# [SELECTED PASSAGE]
How Estonia became a leader in technology(economist.com) |
How Estonia became a leader in technology(economist.com) |
That's a total black box technology. Basically what they did is said "ok, let's vote using internet, and we'll believe results are true". They do not know is someone hacked them, etc. Voting data from the servers was transferred using personal computer and flash drive of some random sysadmin. It's horrible. In my opinion, they do e-voting for the sake of doing it and being 'first'. Though big thumbs up for e-citizenship.
IMHO, Baltic states are in the forefront of IT technologies. 3G works almost anywhere, 4G in cities. Internet is cheap and super fast (if you do not have 100Mbps connection - you have slow internet connection). You do your taxes, get your doctor appointments using internet and so on, for a very long time (since 2010 at least). All Baltic states have prominent startups, though Estonians where first to sell startup for big bucks (Skype).
How it currently works where I live is that, at the start of election day, all the volunteers and officials who are working for the day are allowed to inspect the urn, check for hidden compartments, and so on to ensure it's empty (And anyone can sign up to volunteer). Then they receive and place the votes in the urn together, and it remains sealed until the counting commences.
This creates a transparency that is simply not possible with an electronic solution. Even if it was possible to go through all software and hardware being deployed (A project which by itself would take years and cost millions), and the problem of being able to cast anonymous votes without the possibility of anyone finding out what you voted for was solved, you still hand over the democratic control of the election process to a small technological elite who will be doing these checks, while you gain very little from actually doing so.
Denmark tried to put an e-voting system in place a few years back but failed because one of the parties that was intially in favor where swayed by an angry group consisting in large part made up of computer science professionals and students.
http://arstechnica.com/tech-policy/2013/07/estonia-publishes...
If such an election was monitored by international observers, the way we often do with third world countries, the report could be summarised as "probably completely fraudulent, because we weren't allowed to verify anything".
E-voting is election fraud. Period.
Elections should be transparent and verifiable, and every voter should to cast their vote protected from outside interference (i.e., alone and unobserved in a voting booth). These things are not optional.
We put your e-ballot into two envelopes making sure cryptographically they require separate keys to open. Deliver it via a secured and openly described channel and provide a cryptographic receipt. We welcome tens and tens of voluntary observers all over the world to observe all the proceedings. And improve the processes and code with every iteration there is.
How is the electronic approach less secure than the physical one?
Also, what many do not realise, is the fallback. Should there be an inkling of doubt about whether your vote went where it was supposed to or was handled properly, you can go and vote physically on the voting day and have that vote prevail over the electronic one.

# [EXERCISE]
List every measure described in the paragraph of the Estonia technology thread that begins "We put your e-ballot into two envelopes."

# [GIVEN INFORMATION]
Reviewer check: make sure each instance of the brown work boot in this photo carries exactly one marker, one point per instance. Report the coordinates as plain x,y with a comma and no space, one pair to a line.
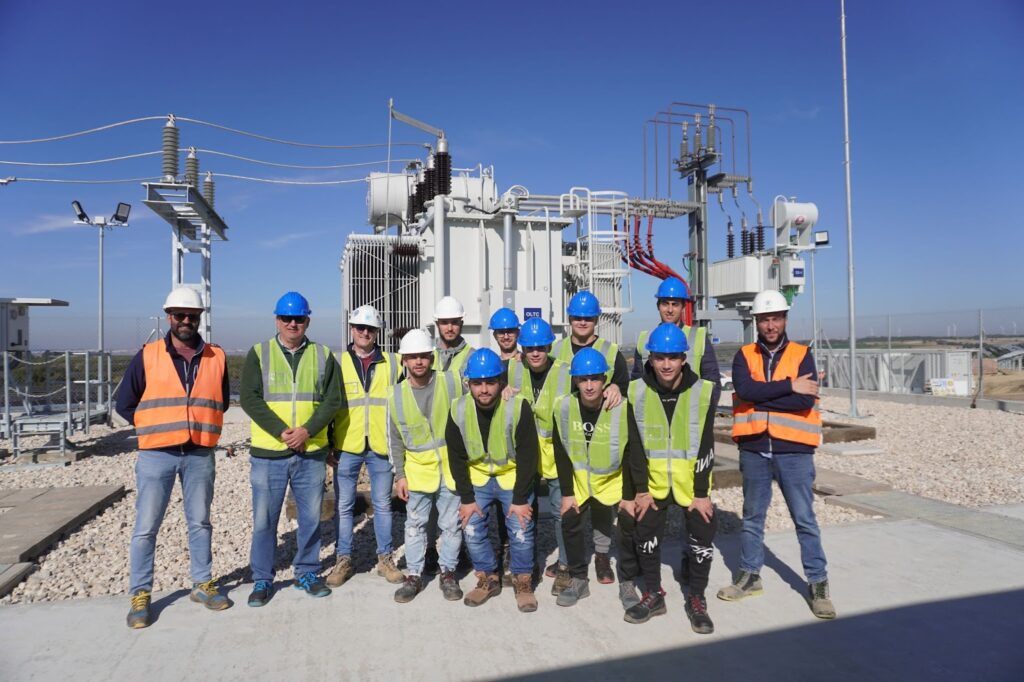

# [TASK OUTPUT]
- The e-ballot is placed into two envelopes that cryptographically require separate keys to open.
- It is delivered through a secured and openly described channel.
- A cryptographic receipt is provided.
- Tens and tens of voluntary observers from all over the world are welcomed to observe all the proceedings.
- The processes and code are improved with every iteration.